# Problem
Repeat each record below exactly, omitting whatever pictures appear in it.

# Data shown
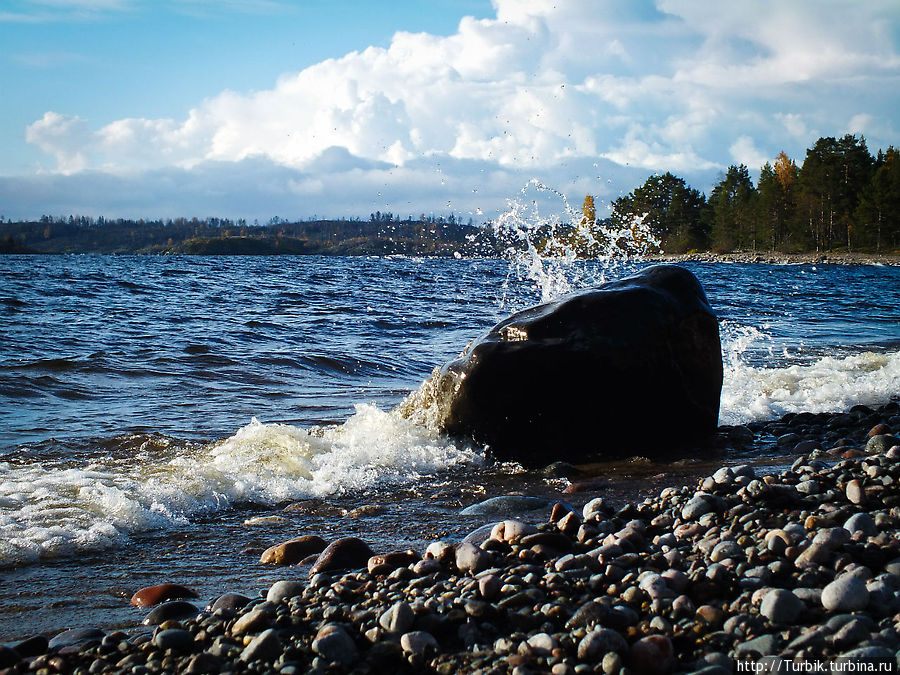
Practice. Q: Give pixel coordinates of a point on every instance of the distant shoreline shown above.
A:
(774, 258)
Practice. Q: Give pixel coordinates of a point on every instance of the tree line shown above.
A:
(841, 198)
(382, 234)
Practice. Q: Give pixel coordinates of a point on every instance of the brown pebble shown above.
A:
(293, 551)
(854, 492)
(153, 595)
(652, 655)
(387, 562)
(878, 429)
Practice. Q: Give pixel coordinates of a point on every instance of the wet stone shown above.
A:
(153, 595)
(176, 609)
(264, 647)
(781, 606)
(173, 638)
(845, 594)
(334, 645)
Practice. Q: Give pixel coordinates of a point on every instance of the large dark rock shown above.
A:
(632, 367)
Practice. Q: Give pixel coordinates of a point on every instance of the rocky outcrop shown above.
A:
(632, 367)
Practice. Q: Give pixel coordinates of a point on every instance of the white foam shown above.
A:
(48, 511)
(830, 383)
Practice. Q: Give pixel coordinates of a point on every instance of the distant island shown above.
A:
(840, 200)
(382, 234)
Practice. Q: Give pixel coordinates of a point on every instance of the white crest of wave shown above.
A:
(830, 383)
(49, 511)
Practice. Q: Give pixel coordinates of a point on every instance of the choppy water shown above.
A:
(130, 389)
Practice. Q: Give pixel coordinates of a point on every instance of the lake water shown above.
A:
(151, 406)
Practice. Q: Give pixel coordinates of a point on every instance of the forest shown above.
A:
(839, 198)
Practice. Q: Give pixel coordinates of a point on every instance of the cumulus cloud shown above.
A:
(543, 87)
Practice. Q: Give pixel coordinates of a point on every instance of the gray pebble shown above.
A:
(334, 645)
(847, 593)
(264, 647)
(173, 638)
(282, 590)
(781, 606)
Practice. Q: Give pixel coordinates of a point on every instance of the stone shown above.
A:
(334, 645)
(652, 655)
(347, 553)
(176, 609)
(508, 530)
(173, 638)
(153, 595)
(264, 647)
(725, 550)
(418, 642)
(599, 642)
(76, 636)
(781, 606)
(398, 618)
(33, 646)
(489, 586)
(230, 602)
(253, 621)
(854, 491)
(387, 562)
(861, 522)
(470, 558)
(293, 551)
(880, 443)
(847, 593)
(698, 506)
(764, 645)
(508, 505)
(283, 590)
(524, 385)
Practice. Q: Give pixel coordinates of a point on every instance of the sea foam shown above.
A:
(49, 511)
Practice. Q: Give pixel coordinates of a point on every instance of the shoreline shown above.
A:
(679, 575)
(774, 258)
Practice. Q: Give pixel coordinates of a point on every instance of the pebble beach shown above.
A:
(749, 567)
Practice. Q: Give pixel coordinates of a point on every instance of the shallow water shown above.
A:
(129, 454)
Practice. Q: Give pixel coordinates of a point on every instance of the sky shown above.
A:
(338, 108)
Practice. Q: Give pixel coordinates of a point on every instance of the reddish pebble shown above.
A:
(652, 655)
(153, 595)
(879, 429)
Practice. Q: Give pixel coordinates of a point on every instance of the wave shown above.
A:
(827, 384)
(49, 510)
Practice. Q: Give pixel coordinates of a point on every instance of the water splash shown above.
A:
(557, 248)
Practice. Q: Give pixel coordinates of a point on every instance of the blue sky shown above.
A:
(256, 108)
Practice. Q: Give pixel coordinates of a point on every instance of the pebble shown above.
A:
(471, 558)
(175, 609)
(264, 647)
(334, 645)
(283, 590)
(293, 551)
(652, 655)
(173, 638)
(599, 642)
(348, 553)
(418, 642)
(744, 564)
(398, 618)
(508, 505)
(845, 594)
(781, 606)
(153, 595)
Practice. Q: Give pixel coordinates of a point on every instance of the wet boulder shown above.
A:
(631, 367)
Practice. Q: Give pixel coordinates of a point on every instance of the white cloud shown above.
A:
(679, 85)
(744, 151)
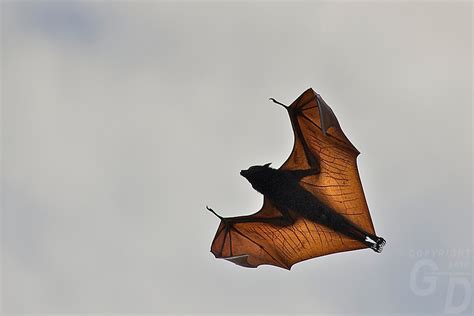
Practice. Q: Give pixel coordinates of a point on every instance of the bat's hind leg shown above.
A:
(372, 241)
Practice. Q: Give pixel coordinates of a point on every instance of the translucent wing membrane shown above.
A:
(318, 140)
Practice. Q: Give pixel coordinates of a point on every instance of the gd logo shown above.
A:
(424, 277)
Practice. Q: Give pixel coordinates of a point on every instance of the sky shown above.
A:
(122, 120)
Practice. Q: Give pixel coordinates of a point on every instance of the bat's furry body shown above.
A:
(282, 188)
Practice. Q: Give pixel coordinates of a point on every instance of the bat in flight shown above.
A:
(313, 205)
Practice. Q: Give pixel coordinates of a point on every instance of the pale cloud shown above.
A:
(122, 120)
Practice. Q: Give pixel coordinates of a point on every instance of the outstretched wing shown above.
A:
(319, 142)
(318, 134)
(255, 243)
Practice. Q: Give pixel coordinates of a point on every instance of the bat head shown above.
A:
(257, 175)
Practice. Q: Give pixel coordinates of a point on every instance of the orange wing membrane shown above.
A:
(282, 237)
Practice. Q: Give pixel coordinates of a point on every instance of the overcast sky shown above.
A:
(121, 121)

# Output
Practice. Q: Give pixel coordinates of a point on every instance of the distant shoreline shown above.
A:
(774, 258)
Practice. Q: Give pixel coordinates of a point on every instance of the tree line shown above.
A:
(841, 198)
(382, 234)
Practice. Q: Give pixel coordinates of a point on every instance of the brown pebble shown above.
A:
(293, 551)
(854, 492)
(153, 595)
(652, 655)
(387, 562)
(878, 429)
Practice. Q: Give pixel coordinates of a point on every instance of the wet stone shown above.
A:
(153, 595)
(176, 609)
(264, 647)
(781, 606)
(173, 638)
(845, 594)
(334, 645)
Practice. Q: Give pixel coordinates of a point on every instance of the large dark rock shown above.
A:
(632, 367)
Practice. Q: Give pixel coordinates of a point on every instance of the rocky outcrop shown above.
A:
(632, 367)
Practice. Q: Give pixel coordinates of a point on every instance of the white foam shown above.
A:
(48, 511)
(830, 383)
Practice. Q: Give pixel coordinates of a point on every instance of the distant island shown above.
A:
(840, 200)
(382, 234)
Practice. Q: Give pixel coordinates of a point on every instance of the white crest of wave shown above.
A:
(830, 383)
(49, 511)
Practice. Q: Give pixel coordinates of a point on every instance of the choppy water shown above.
A:
(130, 389)
Practice. Q: Give pixel coordinates of a point on every instance of the lake water shown above.
A:
(151, 406)
Practice. Q: Give pixel coordinates of a point on every instance of the forest shown above.
A:
(839, 198)
Practice. Q: Give pixel coordinates of a point on every instance of the cumulus cloud shown above.
A:
(543, 87)
Practice. Q: Give pixel coordinates of a point on every instance of the gray pebble shown above.
A:
(334, 645)
(847, 593)
(264, 647)
(173, 638)
(282, 590)
(781, 606)
Practice. Q: Give pixel coordinates of a point on every instance of the stone shown above.
A:
(334, 645)
(652, 655)
(347, 553)
(176, 609)
(508, 530)
(173, 638)
(153, 595)
(264, 647)
(725, 550)
(418, 642)
(599, 642)
(76, 636)
(781, 606)
(398, 618)
(33, 646)
(489, 586)
(230, 602)
(253, 621)
(854, 491)
(387, 562)
(861, 522)
(470, 558)
(293, 551)
(880, 443)
(847, 593)
(698, 506)
(764, 645)
(508, 505)
(283, 590)
(524, 385)
Practice. Q: Give pixel coordinates of a point on every instance of the sea foam shown above.
A:
(49, 511)
Practice. Q: Give pixel coordinates of a point on every instance of the shoreline shown above.
A:
(679, 575)
(774, 258)
Practice. Q: Give pixel coordinates of a point on every instance of the pebble beach shown above.
A:
(749, 567)
Practice. Q: Give pixel coordinates of a point on every instance of the shallow water shown above.
A:
(129, 454)
Practice. Q: Give pixel coordinates of a point on every instance of the sky shown above.
A:
(338, 108)
Practice. Q: Give pixel coordinates of a point on every instance of the reddish pebble shown above.
A:
(652, 655)
(153, 595)
(879, 429)
Practice. Q: Give pixel coordinates of a point on every instance of the wave shown above.
A:
(827, 384)
(49, 510)
Practice. Q: Give pixel coordinates of a point on every instance of the water splash shown above.
A:
(557, 248)
Practice. Q: Give pixel coordinates of a point on every instance of the blue sky shown above.
A:
(256, 108)
Practice. Q: Give pixel coordinates of a point on every instance of the pebble shown above.
A:
(471, 558)
(175, 609)
(264, 647)
(334, 645)
(283, 590)
(293, 551)
(652, 655)
(173, 638)
(599, 642)
(348, 553)
(418, 642)
(744, 564)
(398, 618)
(508, 505)
(845, 594)
(781, 606)
(153, 595)
Practice. Q: Give pixel coordinates of a point on every instance of the wet boulder shown above.
A:
(631, 367)
Practice. Q: Give pixel coordinates of a point on every instance of the white cloud shown above.
A:
(679, 85)
(744, 151)
Practice. Q: Give pixel coordinates of a point on every instance of the bat's hind leg shown above.
A:
(372, 241)
Practice. Q: Give pixel coordinates of a point on every instance of the translucent wing membrane shown above.
A:
(318, 140)
Practice. Q: Give pixel coordinates of a point on every instance of the gd logo shown above.
A:
(424, 277)
Practice. Q: Give pixel coordinates of a point on every instance of the sky shown above.
A:
(122, 120)
Practice. Q: Give pixel coordinates of a point on every instance of the bat's furry body shown above.
A:
(282, 188)
Practice. Q: Give pixel coordinates of a point on every instance of the bat in flight shown above.
A:
(313, 205)
Practice. Q: Give pixel coordinates of a point on every instance of the pale cloud shown above.
A:
(122, 120)
Practice. Q: Give pixel coordinates of a point on every instance of the outstretched wing shown above.
A:
(319, 142)
(318, 134)
(255, 243)
Practice. Q: Give pixel coordinates of a point on every instance of the bat head shown above.
A:
(257, 175)
Practice. Q: Give pixel coordinates of a point on every instance of the orange wing membrane shown above.
A:
(282, 237)
Practice. Q: Give pixel coordinates of a point on every instance of the overcast sky shown above.
A:
(121, 121)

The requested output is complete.